-- start Data section --
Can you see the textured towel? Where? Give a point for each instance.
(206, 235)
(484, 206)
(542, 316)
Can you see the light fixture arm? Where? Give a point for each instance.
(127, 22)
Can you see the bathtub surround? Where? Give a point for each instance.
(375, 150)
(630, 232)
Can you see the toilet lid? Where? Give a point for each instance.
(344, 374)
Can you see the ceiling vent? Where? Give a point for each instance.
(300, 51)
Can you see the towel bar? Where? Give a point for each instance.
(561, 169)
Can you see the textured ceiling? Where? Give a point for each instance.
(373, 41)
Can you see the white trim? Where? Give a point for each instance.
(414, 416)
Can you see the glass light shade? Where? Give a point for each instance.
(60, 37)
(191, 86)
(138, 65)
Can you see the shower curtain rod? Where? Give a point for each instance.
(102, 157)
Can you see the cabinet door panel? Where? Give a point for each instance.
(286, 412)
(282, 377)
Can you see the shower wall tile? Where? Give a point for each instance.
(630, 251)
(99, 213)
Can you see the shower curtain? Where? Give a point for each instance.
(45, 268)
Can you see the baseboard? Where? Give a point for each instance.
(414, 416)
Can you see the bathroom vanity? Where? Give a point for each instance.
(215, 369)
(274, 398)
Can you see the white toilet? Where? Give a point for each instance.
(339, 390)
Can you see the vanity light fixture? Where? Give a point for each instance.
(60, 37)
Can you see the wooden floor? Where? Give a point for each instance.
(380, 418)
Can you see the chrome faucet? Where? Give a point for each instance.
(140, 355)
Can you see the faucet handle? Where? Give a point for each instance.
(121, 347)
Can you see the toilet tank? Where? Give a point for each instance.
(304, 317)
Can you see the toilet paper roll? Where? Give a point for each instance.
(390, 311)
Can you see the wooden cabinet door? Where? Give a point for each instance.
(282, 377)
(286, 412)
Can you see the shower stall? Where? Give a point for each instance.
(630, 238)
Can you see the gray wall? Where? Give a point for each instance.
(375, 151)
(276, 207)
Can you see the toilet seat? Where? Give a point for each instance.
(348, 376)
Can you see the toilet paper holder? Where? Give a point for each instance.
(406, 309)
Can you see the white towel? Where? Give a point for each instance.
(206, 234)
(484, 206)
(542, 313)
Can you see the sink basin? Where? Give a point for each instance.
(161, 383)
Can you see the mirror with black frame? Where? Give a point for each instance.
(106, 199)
-- end Data section --
→ Task details
Could you reproduce all of the lines above with "for each instance" replaced by "for every occurrence" everywhere it occurs, leaving everything else unchanged?

→ Solution for this exercise
Can you see the textured towel? Where? Give a point for every occurrence.
(206, 235)
(484, 206)
(542, 316)
Can you see the light fixture arm? Where? Give a point for every occurrence.
(127, 22)
Can you see the bathtub surround? Where? Give a point for every occurrence.
(375, 150)
(630, 232)
Can you see the toilet lid? Where? Give a point for every occurrence.
(344, 374)
Can you see the ceiling vent? Where? Give a point for every occurrence.
(300, 51)
Can you see the towel bar? Where? Give a point for every occurrence.
(561, 169)
Can you see the textured ceiling? Where? Give a point for every occurrence.
(373, 41)
Can you see the white trim? Where? Give a point for every occurrence.
(414, 416)
Can you see the glass light shade? Where? Give a point for every occurrence.
(60, 37)
(191, 86)
(138, 65)
Can you see the shower curtain rod? Where? Give a point for every occurrence.
(102, 157)
Can you see the cabinet door panel? Where? Give a point for every occurrence.
(286, 412)
(282, 377)
Can you see the shower wall tile? Where? Give a point for every occurrence.
(630, 251)
(99, 213)
Can you see the shower curtain? Where? Give a point for every occurrence.
(45, 268)
Can you see the baseboard? Where? Give a point for every occurrence.
(414, 416)
Can you see the bathroom vanity? Where? Give a point for every occurrence.
(215, 369)
(274, 398)
Can you see the white toilet? Where? Give a point for every occurrence.
(339, 390)
Can you see the vanity light fixture? Where? Give a point for every occurrence.
(60, 37)
Can you see the wooden floor? Where? Give a point for every occurrence.
(380, 418)
Can you see the chrome faucet? Where? Give a point for every occurrence.
(140, 355)
Can you see the faucet handle? Where? Give a point for every occurrence.
(121, 347)
Can you see the toilet tank? Where? Give a point for every occurrence.
(304, 317)
Can you see the toilet paper roll? Where? Give a point for every occurrence.
(390, 311)
Can you see the wooden cabinet door? Where? Give a point for every occurrence.
(282, 377)
(286, 412)
Can you see the shower stall? Where? Give a point for every occurrence.
(630, 238)
Can you see the gray wall? Where? Give a point for every occurrence.
(375, 151)
(276, 207)
Can you see the toilet seat? Where? Give a point for every occurrence.
(348, 376)
Can you see the toilet paper holder? Where? Give a point for every occurrence.
(406, 309)
Can you see the white towel? Where? Give a point for every occurrence.
(206, 234)
(484, 206)
(542, 313)
Can you see the sink basin? Where? Give a point for every occurrence.
(161, 383)
Can you see the mirror with black frame? Where? Give a point for every occurrence.
(106, 199)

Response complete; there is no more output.